ABOUT THIS TASK
The entries below are to be retyped exactly. Preserve every word.

Records from a data collection:
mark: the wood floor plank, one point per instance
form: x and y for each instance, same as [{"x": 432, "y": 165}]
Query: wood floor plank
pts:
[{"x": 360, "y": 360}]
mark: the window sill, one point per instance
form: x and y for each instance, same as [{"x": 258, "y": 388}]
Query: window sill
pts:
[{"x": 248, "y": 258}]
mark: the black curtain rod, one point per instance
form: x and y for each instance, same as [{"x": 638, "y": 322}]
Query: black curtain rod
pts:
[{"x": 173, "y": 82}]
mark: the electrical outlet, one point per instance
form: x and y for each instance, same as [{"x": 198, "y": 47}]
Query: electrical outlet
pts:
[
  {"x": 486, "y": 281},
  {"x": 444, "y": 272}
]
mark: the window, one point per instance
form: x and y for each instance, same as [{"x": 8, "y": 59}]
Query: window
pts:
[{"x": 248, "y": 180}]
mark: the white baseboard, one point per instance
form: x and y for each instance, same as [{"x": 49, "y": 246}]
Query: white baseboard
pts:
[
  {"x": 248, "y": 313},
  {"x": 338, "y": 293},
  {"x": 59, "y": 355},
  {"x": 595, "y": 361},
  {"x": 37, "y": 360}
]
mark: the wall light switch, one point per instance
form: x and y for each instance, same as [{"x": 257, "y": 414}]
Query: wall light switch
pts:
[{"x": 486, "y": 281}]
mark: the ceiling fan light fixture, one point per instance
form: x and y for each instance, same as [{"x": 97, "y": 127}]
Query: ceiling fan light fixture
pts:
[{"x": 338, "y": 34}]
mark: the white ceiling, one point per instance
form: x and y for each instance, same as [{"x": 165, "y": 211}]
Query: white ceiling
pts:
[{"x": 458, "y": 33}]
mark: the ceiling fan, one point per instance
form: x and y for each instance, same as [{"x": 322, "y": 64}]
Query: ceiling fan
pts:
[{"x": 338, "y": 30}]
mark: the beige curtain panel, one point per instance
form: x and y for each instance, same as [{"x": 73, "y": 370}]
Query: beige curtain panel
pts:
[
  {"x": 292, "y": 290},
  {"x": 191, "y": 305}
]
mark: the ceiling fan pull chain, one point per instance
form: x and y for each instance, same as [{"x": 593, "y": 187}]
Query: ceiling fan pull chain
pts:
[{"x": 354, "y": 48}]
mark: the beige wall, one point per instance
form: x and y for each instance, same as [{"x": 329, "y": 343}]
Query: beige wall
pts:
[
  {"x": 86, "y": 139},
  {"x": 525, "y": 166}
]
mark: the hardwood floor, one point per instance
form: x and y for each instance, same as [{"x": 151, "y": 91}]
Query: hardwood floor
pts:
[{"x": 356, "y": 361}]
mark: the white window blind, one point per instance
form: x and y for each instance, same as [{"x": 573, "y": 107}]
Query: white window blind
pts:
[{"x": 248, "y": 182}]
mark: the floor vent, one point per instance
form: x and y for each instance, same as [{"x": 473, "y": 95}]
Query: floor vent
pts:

ANSWER TO THE EXERCISE
mark: the wood floor plank, one point per instance
form: x and y for each instance, same as [{"x": 432, "y": 165}]
Query: wood floor plank
pts:
[{"x": 360, "y": 360}]
mark: the window sill, one point per instance
form: x and y for each instance, same as [{"x": 258, "y": 388}]
Query: window sill
pts:
[{"x": 248, "y": 258}]
mark: the black curtain rod, one point per instance
form: x and y for each instance, same as [{"x": 638, "y": 322}]
Query: black curtain rod
pts:
[{"x": 173, "y": 82}]
mark: the electrical outlet, one point per instance
form: x and y for each instance, same as [{"x": 198, "y": 47}]
Query: electrical outlet
pts:
[
  {"x": 486, "y": 281},
  {"x": 444, "y": 272}
]
mark: the window, one point per instance
form: x and y for each instance, same as [{"x": 8, "y": 59}]
Query: window
pts:
[{"x": 248, "y": 180}]
mark: the white baseboard, one point per instance
form: x and y for each instance, same as [{"x": 49, "y": 246}]
Query: white baseboard
pts:
[
  {"x": 248, "y": 313},
  {"x": 338, "y": 293},
  {"x": 59, "y": 355},
  {"x": 595, "y": 361},
  {"x": 37, "y": 360}
]
mark: the wall light switch, one point per instance
form: x and y for each instance, same as [{"x": 257, "y": 414}]
Query: wall light switch
pts:
[{"x": 486, "y": 281}]
mark: the ceiling fan light fixture, one point per instance
form: x and y for each instance, same as [{"x": 97, "y": 127}]
Query: ceiling fan light fixture
pts:
[{"x": 338, "y": 34}]
mark: the white ceiling, one point per instance
form: x and y for each instance, same as [{"x": 165, "y": 211}]
Query: white ceiling
pts:
[{"x": 458, "y": 33}]
mark: the ceiling fan, one point per instance
form: x and y for each instance, same as [{"x": 322, "y": 64}]
Query: ceiling fan
pts:
[{"x": 338, "y": 30}]
mark: the beige curtain panel, one point per instance
form: x and y for each instance, same as [{"x": 73, "y": 370}]
Query: beige curtain panel
pts:
[
  {"x": 292, "y": 290},
  {"x": 191, "y": 305}
]
mark: the ceiling fan pull chain, one point per instance
form: x and y for each instance, same as [{"x": 593, "y": 187}]
Query: ceiling fan pull chain
pts:
[{"x": 354, "y": 48}]
mark: the beige wall, one point per instance
form: x and y for each instance, same as [{"x": 329, "y": 343}]
Query: beige wall
pts:
[
  {"x": 86, "y": 139},
  {"x": 525, "y": 166}
]
mark: the hardwood floor, one point per instance
form: x and y for each instance, same as [{"x": 151, "y": 91}]
Query: hardwood floor
pts:
[{"x": 356, "y": 361}]
mark: the white window blind, one point per instance
form: x and y for each instance, same as [{"x": 573, "y": 107}]
Query: white window blind
pts:
[{"x": 248, "y": 182}]
mark: the floor vent, one point per instance
form: x and y for each instance, same as [{"x": 473, "y": 95}]
Query: floor vent
pts:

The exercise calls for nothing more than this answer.